Rows ::

----

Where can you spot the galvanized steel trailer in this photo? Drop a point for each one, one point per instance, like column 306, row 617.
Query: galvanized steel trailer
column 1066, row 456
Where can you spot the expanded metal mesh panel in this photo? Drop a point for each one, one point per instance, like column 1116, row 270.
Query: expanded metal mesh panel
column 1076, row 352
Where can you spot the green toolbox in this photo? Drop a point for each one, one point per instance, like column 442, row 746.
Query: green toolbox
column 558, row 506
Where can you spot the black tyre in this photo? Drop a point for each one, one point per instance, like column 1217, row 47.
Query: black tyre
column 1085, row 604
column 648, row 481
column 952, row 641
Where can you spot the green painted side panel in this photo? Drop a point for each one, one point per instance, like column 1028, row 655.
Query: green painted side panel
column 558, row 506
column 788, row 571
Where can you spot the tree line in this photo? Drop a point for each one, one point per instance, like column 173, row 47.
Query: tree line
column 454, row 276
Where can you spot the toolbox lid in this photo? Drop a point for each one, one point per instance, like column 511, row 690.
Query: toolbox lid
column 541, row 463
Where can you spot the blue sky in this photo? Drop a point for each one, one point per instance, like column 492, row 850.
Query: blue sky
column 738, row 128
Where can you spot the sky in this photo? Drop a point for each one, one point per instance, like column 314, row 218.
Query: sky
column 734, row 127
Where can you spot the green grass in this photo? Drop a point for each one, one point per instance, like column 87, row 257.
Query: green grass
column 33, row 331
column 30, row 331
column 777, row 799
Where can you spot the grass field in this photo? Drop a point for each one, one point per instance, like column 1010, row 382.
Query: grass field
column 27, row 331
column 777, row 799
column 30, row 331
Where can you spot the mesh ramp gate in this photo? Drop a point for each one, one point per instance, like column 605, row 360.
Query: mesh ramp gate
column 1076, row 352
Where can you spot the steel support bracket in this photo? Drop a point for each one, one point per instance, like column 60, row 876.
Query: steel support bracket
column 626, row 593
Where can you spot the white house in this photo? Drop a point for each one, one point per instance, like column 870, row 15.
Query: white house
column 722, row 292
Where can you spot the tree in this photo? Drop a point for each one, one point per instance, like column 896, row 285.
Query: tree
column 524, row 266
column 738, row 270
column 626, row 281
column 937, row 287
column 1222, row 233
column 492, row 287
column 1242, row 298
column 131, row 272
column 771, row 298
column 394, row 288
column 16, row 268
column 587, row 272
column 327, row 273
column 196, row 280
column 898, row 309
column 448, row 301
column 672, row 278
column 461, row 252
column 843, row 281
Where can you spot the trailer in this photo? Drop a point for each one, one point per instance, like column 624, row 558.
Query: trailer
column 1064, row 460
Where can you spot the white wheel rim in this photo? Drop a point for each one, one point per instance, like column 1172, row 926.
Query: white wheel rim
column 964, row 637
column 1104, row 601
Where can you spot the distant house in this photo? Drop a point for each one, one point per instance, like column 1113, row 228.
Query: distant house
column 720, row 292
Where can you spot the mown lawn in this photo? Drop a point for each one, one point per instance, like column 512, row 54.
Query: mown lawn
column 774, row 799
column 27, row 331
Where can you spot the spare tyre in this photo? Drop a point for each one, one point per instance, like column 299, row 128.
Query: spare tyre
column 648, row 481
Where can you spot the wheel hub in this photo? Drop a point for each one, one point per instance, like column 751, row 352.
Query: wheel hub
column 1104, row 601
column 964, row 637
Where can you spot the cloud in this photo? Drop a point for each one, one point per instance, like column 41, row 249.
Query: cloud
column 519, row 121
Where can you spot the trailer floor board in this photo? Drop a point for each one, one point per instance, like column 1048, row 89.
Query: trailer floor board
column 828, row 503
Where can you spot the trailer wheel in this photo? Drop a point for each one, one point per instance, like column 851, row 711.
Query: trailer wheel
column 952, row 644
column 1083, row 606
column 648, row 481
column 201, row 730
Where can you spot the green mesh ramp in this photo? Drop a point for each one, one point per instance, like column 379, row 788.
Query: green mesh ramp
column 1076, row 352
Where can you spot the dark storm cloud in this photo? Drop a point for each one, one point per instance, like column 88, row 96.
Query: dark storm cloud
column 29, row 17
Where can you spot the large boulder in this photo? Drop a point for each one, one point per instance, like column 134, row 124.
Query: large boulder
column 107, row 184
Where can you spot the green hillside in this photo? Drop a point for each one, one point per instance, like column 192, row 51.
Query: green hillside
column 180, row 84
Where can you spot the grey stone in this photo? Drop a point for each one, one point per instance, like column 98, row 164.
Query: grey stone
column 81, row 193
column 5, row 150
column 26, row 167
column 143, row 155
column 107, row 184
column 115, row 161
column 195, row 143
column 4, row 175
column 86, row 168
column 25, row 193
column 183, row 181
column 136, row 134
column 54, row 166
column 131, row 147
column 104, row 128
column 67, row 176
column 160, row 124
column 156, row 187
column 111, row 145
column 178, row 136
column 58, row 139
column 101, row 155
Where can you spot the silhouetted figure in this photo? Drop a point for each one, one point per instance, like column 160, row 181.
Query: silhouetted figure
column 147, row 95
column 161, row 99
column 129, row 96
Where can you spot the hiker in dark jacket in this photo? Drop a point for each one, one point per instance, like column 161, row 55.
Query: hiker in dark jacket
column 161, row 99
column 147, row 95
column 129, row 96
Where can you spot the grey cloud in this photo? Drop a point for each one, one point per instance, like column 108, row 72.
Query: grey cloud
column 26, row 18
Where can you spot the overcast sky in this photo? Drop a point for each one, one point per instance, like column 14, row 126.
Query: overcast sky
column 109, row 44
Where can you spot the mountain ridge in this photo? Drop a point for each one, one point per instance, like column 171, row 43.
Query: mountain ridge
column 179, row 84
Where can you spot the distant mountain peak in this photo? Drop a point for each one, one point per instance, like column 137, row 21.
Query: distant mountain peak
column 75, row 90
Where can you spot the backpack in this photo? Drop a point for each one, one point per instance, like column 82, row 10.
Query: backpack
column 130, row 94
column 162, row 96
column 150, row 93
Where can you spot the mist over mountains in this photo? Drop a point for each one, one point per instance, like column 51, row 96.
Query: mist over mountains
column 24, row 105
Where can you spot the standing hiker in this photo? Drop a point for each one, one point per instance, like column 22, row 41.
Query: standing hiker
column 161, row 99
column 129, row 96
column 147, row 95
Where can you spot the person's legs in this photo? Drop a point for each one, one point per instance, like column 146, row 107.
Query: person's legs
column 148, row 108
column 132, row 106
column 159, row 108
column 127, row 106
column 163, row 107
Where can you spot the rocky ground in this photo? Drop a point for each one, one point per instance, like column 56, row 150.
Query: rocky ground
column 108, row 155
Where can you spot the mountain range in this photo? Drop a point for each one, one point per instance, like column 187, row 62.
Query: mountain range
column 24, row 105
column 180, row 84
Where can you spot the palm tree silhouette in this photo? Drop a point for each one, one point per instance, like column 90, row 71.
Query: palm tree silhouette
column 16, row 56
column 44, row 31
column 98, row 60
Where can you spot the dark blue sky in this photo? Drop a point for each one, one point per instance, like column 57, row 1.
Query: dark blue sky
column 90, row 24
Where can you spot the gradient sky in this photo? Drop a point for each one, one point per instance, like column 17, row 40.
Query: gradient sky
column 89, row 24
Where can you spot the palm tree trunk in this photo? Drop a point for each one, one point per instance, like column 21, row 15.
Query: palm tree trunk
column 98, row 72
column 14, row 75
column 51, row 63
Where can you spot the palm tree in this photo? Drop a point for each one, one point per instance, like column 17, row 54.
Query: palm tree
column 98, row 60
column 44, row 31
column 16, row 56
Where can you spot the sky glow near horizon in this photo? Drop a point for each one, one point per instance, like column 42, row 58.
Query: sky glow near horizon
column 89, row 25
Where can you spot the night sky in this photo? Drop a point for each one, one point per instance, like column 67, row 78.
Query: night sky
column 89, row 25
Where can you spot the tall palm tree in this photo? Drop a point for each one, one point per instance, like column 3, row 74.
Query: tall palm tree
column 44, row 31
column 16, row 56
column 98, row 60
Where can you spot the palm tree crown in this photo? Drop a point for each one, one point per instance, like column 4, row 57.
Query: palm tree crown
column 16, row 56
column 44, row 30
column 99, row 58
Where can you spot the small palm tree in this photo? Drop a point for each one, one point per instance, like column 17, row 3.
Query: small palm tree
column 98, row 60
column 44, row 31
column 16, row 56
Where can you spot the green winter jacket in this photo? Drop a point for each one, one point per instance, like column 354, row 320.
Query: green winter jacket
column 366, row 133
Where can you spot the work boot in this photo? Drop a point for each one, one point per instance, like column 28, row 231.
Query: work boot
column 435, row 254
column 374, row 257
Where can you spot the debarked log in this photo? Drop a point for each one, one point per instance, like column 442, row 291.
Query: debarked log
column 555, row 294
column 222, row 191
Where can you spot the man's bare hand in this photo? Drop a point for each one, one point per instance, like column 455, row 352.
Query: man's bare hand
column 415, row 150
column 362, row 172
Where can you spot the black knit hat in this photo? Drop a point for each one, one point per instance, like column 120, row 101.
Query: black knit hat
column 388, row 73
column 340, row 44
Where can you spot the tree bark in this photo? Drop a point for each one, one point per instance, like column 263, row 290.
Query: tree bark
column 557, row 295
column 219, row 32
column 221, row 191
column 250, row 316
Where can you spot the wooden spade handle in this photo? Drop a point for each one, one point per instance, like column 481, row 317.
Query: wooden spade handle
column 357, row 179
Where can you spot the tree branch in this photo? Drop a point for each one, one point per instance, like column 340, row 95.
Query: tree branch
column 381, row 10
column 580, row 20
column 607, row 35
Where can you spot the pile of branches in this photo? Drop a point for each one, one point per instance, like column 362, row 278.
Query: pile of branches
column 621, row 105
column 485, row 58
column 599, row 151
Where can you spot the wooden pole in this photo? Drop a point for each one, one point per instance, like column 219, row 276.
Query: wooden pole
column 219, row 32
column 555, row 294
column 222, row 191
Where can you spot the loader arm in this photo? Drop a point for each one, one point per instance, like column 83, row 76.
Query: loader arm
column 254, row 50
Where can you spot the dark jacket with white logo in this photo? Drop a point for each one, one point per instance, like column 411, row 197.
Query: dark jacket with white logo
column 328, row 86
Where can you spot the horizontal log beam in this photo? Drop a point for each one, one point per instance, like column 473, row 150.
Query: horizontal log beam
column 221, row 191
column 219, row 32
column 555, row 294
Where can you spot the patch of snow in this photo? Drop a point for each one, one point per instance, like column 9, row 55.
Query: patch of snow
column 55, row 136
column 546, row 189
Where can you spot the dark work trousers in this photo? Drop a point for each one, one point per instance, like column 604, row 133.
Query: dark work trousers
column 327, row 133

----

Task description ::
Rename "spare tyre" to "spare tire" in the entries starting at the line containing "Where can you spot the white wheel" and ending at the line containing "column 828, row 503", then give only those lines again with everything else unchanged.

Answer to the exercise ::
Where can you spot the white wheel rim in this photo? Drop a point for each one, one point per instance, like column 1172, row 926.
Query: white wheel rim
column 964, row 637
column 1104, row 601
Where can you spot the distant house in this photo? Drop a point for each one, one point per instance, like column 1113, row 228.
Query: distant house
column 720, row 292
Where can you spot the mown lawn in this photo? Drop a point for each one, one point per instance, like column 512, row 54.
Query: mown lawn
column 774, row 799
column 27, row 331
Where can you spot the spare tire in this photo? Drop a point for each one, one point per instance, like column 299, row 128.
Query: spare tire
column 648, row 481
Where can you spot the wheel hub in this photo? Drop a point for each one, one point per instance, like column 751, row 352.
Query: wheel hub
column 1104, row 601
column 964, row 637
Where can you spot the cloud in this photo? Drop a point for each one, one point per instance, like column 41, row 249.
Query: cloud
column 519, row 121
Where can you spot the trailer floor board in this photo? Drop a point for each one, one point per instance, like column 1048, row 89.
Query: trailer floor board
column 828, row 503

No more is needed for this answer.